__Stated exercise__.
Lay out the material below as a JSON list of strings, with one string for each line and blank lines omitted.

(Records from a dataset)
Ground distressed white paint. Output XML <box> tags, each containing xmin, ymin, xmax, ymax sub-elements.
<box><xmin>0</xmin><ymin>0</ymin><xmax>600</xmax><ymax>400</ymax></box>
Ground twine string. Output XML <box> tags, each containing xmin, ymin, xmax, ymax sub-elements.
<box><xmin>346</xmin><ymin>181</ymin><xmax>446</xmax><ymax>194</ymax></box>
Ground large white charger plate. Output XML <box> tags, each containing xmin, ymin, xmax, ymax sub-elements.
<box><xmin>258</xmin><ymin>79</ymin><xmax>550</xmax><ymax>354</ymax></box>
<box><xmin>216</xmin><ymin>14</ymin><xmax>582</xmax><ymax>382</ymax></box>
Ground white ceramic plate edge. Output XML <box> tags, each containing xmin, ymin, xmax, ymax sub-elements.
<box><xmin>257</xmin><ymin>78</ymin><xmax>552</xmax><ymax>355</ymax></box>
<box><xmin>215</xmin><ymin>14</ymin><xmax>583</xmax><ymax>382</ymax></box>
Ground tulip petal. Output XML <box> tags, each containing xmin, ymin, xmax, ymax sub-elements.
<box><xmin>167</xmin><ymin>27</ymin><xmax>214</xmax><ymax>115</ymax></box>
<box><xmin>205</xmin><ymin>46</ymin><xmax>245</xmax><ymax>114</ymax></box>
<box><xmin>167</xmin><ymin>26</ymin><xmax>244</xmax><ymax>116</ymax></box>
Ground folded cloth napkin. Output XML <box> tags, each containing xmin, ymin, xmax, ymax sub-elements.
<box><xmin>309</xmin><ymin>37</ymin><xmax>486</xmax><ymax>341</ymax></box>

__Exercise response__.
[
  "Ground distressed white paint. Output XML <box> tags, each containing xmin, ymin, xmax, ymax sub-elements.",
  "<box><xmin>0</xmin><ymin>0</ymin><xmax>600</xmax><ymax>400</ymax></box>",
  "Ground twine string. Output XML <box> tags, each containing xmin, ymin, xmax, ymax sub-elements.",
  "<box><xmin>346</xmin><ymin>181</ymin><xmax>446</xmax><ymax>194</ymax></box>",
  "Ground large white charger plate. Output XML <box> tags, each containing xmin, ymin, xmax, ymax sub-elements.",
  "<box><xmin>258</xmin><ymin>79</ymin><xmax>550</xmax><ymax>354</ymax></box>",
  "<box><xmin>216</xmin><ymin>14</ymin><xmax>582</xmax><ymax>382</ymax></box>",
  "Ground white ceramic plate edge. Output XML <box> tags, each containing xmin, ymin, xmax, ymax sub-elements.",
  "<box><xmin>257</xmin><ymin>78</ymin><xmax>552</xmax><ymax>355</ymax></box>",
  "<box><xmin>215</xmin><ymin>14</ymin><xmax>583</xmax><ymax>382</ymax></box>",
  "Ground tulip petal. Output XML <box> tags, each containing xmin, ymin, xmax, ymax sub-elements.",
  "<box><xmin>167</xmin><ymin>27</ymin><xmax>214</xmax><ymax>115</ymax></box>",
  "<box><xmin>205</xmin><ymin>46</ymin><xmax>245</xmax><ymax>114</ymax></box>",
  "<box><xmin>167</xmin><ymin>26</ymin><xmax>244</xmax><ymax>116</ymax></box>",
  "Ground folded cloth napkin. Output XML <box> tags, each containing xmin, ymin, xmax, ymax sub-elements.",
  "<box><xmin>309</xmin><ymin>37</ymin><xmax>486</xmax><ymax>341</ymax></box>"
]